**SET TASK**
Copy out the stretch of the material below that opens with the line containing "Task: pick out one point for each instance of the bare" and closes with the line containing "x=505, y=469", switching "blue-green yucca" to "gray-green yucca" and leaving everything else unchanged.

**THE RECORDS**
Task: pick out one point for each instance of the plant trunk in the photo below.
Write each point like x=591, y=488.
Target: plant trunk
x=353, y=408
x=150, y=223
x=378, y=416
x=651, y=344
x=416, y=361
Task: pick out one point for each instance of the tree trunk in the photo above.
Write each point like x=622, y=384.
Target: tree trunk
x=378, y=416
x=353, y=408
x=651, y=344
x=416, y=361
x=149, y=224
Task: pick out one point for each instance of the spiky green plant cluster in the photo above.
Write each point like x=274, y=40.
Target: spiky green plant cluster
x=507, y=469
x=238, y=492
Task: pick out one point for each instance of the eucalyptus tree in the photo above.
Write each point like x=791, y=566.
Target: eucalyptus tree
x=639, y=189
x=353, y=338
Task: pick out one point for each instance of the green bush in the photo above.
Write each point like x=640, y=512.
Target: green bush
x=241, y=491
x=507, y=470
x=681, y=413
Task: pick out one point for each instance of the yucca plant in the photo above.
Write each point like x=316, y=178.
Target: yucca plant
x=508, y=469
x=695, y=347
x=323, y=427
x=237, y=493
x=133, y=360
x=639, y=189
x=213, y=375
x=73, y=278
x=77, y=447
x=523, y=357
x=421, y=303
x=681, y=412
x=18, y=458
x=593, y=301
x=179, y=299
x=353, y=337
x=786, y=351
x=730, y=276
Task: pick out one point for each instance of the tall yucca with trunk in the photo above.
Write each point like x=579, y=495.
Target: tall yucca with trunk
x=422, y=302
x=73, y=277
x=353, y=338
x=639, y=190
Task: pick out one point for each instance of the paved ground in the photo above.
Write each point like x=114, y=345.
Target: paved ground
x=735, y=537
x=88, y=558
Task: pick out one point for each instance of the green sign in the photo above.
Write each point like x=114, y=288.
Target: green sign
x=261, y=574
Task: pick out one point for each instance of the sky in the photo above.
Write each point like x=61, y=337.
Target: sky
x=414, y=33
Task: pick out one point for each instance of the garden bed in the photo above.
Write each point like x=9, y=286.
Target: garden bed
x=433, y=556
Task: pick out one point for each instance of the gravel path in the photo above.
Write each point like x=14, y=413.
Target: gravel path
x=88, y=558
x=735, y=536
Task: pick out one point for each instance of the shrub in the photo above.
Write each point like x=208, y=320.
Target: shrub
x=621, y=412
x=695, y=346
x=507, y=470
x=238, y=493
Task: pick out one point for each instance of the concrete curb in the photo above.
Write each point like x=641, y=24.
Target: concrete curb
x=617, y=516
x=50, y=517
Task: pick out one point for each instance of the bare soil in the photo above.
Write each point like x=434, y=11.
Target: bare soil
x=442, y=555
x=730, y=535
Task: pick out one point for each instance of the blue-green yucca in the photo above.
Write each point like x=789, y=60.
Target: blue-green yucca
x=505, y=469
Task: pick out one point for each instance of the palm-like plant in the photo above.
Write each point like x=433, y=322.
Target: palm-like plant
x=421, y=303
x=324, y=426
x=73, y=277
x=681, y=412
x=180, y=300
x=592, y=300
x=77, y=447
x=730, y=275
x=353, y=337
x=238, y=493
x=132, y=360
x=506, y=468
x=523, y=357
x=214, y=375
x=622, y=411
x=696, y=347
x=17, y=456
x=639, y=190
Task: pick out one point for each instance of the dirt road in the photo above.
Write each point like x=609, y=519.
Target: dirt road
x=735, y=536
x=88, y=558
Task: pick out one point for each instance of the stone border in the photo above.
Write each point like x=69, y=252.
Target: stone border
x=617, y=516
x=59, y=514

**TASK OUTPUT**
Task: pick out one point for each instance of the bare soil in the photo above.
Write each point like x=434, y=11.
Target: bare soil
x=442, y=555
x=730, y=535
Task: pick out one point for each instance of the gray-green yucca in the photo above.
Write each point like x=789, y=60.
Target: gray-green yucca
x=505, y=469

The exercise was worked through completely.